Activity 1 => Quote the severance benefit forfeiture text below in full, with no changes.
** Opening Text section block **
In addition, if a Severance Benefit Employee becomes employed by, or otherwise provides services (whether as an Independent Contractor, consultant, advisor or in any similar relationship) to any member of the Dell Group within the twelve (12) month period following the date of his or her Separation Date, such Severance Benefit Employee shall forfeit any and all rights to further Severance Benefits under the Plan. Furthermore, such Severance Benefit Employee shall be obligated to repay to the Company an amount equal to the Cash Severance Benefit previously paid to or received by such Severance Benefit Employee; provided that, such repayment requirement shall not exceed a pro rata amount of such Severance Benefit Employee’s Cash Severance Benefit determined by multiplying (i) the total amount of his or her Cash Severance Benefit that would be payable under the Plan without regard to this paragraph by (ii) a fraction, the numerator of which is the number of whole and partial months remaining in the twelve (12) month period following such Severance Benefit Employee’s Separation Date at the time that he or she commenced providing services to a member of the Dell Group, and the denominator of which is twelve (12).
** Closing Text section block **
Activity 2 => Convert the rows from their first line through the line containing "positive clicks: (600, 473) (586, 260)" into a Markdown table with the columns Number and Row line, omitting blank lines.
** Opening Extracted data block **
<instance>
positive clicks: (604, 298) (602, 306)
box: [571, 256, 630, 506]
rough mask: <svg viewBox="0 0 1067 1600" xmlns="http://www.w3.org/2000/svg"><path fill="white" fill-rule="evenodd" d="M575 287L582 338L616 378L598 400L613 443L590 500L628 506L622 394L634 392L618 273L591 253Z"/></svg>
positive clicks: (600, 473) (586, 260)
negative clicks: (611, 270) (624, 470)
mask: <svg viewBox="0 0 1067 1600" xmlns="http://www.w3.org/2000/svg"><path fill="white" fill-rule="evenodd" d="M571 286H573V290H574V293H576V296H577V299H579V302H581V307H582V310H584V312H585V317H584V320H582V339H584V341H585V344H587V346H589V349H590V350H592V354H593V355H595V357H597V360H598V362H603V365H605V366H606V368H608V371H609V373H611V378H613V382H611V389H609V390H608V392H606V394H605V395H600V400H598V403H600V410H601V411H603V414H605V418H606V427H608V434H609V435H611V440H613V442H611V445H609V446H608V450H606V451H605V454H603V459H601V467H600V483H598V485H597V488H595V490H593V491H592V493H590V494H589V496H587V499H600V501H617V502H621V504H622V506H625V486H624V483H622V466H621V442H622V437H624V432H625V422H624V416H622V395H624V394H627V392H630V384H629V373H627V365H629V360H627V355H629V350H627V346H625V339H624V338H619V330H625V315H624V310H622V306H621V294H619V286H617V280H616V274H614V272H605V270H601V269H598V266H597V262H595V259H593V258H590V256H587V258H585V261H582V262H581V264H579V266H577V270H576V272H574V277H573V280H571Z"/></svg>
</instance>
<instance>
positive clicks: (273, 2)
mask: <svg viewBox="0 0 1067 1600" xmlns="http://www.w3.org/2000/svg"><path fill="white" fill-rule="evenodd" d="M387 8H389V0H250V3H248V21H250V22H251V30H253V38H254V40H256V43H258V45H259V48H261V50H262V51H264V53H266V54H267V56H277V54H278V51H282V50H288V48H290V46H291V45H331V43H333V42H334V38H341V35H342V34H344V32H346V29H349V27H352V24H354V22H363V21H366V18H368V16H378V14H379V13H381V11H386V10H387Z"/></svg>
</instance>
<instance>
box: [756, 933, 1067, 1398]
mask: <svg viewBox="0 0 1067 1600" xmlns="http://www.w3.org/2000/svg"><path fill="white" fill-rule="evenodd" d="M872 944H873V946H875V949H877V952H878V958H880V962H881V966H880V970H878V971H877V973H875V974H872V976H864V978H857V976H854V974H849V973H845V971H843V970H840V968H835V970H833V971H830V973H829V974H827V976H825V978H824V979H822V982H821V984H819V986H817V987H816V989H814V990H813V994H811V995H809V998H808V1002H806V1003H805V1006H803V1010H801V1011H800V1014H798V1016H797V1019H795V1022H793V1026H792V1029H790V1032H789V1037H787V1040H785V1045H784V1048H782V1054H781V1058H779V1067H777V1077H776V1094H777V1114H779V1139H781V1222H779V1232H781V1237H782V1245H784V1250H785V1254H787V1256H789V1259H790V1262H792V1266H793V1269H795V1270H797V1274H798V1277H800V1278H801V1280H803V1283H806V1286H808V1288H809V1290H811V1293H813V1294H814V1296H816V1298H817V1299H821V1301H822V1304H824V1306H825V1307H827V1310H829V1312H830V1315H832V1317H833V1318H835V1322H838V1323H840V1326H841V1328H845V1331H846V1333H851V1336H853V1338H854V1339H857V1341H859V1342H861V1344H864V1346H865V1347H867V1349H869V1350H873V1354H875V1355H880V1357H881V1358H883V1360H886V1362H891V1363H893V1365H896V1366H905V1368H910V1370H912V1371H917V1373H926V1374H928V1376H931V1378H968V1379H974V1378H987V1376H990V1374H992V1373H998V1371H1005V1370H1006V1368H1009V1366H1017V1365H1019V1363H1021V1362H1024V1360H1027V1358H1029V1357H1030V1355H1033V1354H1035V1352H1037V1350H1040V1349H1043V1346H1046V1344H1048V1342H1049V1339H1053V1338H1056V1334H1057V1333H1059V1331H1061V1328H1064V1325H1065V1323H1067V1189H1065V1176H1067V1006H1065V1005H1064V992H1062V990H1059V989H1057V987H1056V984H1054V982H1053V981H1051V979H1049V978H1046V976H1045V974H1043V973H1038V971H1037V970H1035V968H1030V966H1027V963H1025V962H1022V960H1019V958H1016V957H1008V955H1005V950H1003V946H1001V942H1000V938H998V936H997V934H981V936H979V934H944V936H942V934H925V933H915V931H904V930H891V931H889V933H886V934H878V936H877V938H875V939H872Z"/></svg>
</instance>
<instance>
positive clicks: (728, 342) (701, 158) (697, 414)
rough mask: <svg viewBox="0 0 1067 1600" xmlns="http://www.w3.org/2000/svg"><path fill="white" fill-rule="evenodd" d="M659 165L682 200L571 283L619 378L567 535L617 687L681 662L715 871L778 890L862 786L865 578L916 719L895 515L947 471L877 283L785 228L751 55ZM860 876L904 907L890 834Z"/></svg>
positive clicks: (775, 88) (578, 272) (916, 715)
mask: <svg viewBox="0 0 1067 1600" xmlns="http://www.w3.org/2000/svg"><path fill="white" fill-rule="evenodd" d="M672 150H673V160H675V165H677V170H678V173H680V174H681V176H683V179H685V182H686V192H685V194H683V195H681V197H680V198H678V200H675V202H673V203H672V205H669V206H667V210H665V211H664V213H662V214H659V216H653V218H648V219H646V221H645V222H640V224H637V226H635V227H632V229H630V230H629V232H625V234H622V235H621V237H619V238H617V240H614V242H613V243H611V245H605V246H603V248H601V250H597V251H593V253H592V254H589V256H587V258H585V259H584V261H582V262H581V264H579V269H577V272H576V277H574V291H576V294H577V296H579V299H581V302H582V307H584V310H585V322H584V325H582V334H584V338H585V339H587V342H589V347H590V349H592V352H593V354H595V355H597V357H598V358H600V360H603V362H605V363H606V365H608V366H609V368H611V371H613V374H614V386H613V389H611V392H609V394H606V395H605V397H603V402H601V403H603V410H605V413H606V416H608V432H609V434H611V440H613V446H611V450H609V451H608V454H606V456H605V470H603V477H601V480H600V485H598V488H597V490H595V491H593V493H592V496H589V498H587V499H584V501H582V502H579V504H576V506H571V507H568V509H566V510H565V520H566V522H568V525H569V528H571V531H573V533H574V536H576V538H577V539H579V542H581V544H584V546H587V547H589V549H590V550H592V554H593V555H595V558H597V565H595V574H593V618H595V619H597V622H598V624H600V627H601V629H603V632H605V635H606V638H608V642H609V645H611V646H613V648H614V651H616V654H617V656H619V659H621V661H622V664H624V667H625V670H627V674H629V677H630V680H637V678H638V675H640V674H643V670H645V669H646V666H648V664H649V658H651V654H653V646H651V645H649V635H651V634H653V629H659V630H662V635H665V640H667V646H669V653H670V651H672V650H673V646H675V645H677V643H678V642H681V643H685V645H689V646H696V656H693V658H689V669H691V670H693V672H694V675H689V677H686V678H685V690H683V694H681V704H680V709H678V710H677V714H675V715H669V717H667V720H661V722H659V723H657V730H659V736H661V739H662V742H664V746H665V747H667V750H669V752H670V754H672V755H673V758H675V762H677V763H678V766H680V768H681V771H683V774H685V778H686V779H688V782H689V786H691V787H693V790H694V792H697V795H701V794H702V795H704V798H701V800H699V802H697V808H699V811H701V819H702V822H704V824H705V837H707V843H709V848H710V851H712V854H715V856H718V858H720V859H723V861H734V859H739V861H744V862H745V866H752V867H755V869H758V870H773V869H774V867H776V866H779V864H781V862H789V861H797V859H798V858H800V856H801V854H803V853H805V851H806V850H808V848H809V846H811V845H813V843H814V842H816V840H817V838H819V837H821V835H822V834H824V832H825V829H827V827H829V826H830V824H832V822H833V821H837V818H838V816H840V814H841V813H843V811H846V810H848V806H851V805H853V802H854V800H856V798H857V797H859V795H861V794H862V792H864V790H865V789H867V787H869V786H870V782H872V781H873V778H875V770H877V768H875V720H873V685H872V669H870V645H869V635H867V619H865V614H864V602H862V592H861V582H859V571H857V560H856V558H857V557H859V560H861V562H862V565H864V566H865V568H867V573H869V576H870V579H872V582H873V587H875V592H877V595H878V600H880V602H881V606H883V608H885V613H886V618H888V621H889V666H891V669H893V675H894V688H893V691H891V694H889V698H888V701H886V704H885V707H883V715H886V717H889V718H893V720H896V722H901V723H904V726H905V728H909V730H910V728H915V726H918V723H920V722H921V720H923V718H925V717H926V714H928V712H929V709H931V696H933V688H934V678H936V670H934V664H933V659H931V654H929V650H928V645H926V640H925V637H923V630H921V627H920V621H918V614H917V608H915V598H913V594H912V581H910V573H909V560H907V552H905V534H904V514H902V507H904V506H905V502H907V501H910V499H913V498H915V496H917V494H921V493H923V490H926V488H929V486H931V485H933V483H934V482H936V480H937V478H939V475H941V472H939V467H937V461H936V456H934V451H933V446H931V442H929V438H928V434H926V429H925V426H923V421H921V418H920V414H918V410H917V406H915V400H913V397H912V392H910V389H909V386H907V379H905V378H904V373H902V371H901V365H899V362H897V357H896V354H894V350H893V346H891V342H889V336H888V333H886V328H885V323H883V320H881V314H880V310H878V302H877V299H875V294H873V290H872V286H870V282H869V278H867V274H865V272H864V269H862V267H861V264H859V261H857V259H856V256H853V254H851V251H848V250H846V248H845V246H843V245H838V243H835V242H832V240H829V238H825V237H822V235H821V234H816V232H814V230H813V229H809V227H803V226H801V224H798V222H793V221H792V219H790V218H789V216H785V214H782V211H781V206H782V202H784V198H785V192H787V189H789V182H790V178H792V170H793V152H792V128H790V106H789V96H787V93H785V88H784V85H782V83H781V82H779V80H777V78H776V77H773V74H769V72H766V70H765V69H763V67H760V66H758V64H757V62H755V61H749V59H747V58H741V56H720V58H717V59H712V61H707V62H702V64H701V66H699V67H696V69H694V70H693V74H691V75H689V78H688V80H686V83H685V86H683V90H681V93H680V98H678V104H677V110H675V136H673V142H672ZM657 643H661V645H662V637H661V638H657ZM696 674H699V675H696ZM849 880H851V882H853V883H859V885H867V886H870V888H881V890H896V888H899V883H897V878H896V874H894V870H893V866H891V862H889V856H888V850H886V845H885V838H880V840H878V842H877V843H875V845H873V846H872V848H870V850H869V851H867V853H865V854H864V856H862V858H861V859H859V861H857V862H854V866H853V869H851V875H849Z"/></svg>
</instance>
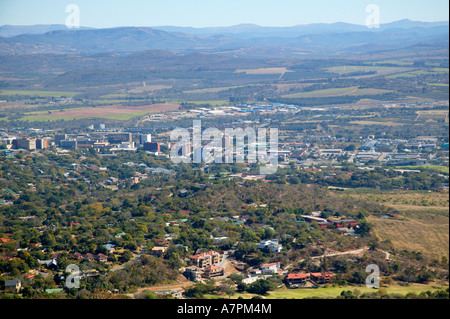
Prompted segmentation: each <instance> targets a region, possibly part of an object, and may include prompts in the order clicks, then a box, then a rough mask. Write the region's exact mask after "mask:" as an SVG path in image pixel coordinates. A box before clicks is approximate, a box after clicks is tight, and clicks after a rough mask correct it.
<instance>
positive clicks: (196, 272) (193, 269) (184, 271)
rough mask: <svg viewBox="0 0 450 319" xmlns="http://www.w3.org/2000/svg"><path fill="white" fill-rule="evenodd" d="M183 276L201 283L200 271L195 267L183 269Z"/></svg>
mask: <svg viewBox="0 0 450 319" xmlns="http://www.w3.org/2000/svg"><path fill="white" fill-rule="evenodd" d="M184 276H185V277H186V278H187V279H189V280H192V281H201V280H202V277H201V271H200V268H198V267H197V266H189V267H186V268H185V269H184Z"/></svg>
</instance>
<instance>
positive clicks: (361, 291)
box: [207, 283, 448, 299]
mask: <svg viewBox="0 0 450 319" xmlns="http://www.w3.org/2000/svg"><path fill="white" fill-rule="evenodd" d="M447 288H448V285H447V284H445V283H429V284H427V285H424V284H410V285H405V286H403V285H399V284H393V285H390V286H388V287H382V289H383V291H384V292H385V293H388V294H401V295H406V294H408V293H416V294H417V295H418V294H420V293H421V292H425V291H436V290H443V289H447ZM347 290H350V291H355V290H358V291H359V292H361V293H375V292H377V291H378V289H373V288H367V287H366V286H341V287H332V286H331V287H320V288H315V289H314V288H311V289H308V288H306V289H289V288H286V287H284V288H281V289H277V290H275V291H269V292H268V294H267V295H266V296H263V298H264V299H305V298H320V299H327V298H328V299H329V298H331V299H334V298H336V297H337V296H339V295H340V294H341V292H342V291H347ZM255 296H257V295H254V294H249V293H237V294H235V295H234V296H232V297H231V299H237V298H239V297H242V298H243V299H251V298H252V297H255ZM207 298H211V299H215V298H223V297H220V296H217V295H207Z"/></svg>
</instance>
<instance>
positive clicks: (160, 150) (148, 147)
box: [144, 142, 161, 152]
mask: <svg viewBox="0 0 450 319" xmlns="http://www.w3.org/2000/svg"><path fill="white" fill-rule="evenodd" d="M144 150H145V151H150V152H161V149H160V144H159V143H158V142H157V143H144Z"/></svg>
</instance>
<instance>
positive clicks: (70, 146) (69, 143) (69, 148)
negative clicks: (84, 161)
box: [59, 139, 78, 150]
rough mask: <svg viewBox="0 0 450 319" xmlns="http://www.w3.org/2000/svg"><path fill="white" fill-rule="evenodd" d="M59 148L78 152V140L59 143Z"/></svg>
mask: <svg viewBox="0 0 450 319" xmlns="http://www.w3.org/2000/svg"><path fill="white" fill-rule="evenodd" d="M59 147H61V148H65V149H69V150H76V149H78V141H77V140H69V139H66V140H62V141H59Z"/></svg>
** Closing Extracted data block **
Task output 1 =>
In addition, if a Severance Benefit Employee becomes employed by, or otherwise provides services (whether as an Independent Contractor, consultant, advisor or in any similar relationship) to any member of the Dell Group within the twelve (12) month period following the date of his or her Separation Date, such Severance Benefit Employee shall forfeit any and all rights to further Severance Benefits under the Plan. Furthermore, such Severance Benefit Employee shall be obligated to repay to the Company an amount equal to the Cash Severance Benefit previously paid to or received by such Severance Benefit Employee; provided that, such repayment requirement shall not exceed a pro rata amount of such Severance Benefit Employee’s Cash Severance Benefit determined by multiplying (i) the total amount of his or her Cash Severance Benefit that would be payable under the Plan without regard to this paragraph by (ii) a fraction, the numerator of which is the number of whole and partial months remaining in the twelve (12) month period following such Severance Benefit Employee’s Separation Date at the time that he or she commenced providing services to a member of the Dell Group, and the denominator of which is twelve (12).

Task output 2 =>
| Number | Row line |
|---|---|
| 1 | <instance> |
| 2 | positive clicks: (604, 298) (602, 306) |
| 3 | box: [571, 256, 630, 506] |
| 4 | rough mask: <svg viewBox="0 0 1067 1600" xmlns="http://www.w3.org/2000/svg"><path fill="white" fill-rule="evenodd" d="M575 287L582 338L616 378L598 400L613 443L590 500L628 506L622 394L634 392L618 273L591 253Z"/></svg> |
| 5 | positive clicks: (600, 473) (586, 260) |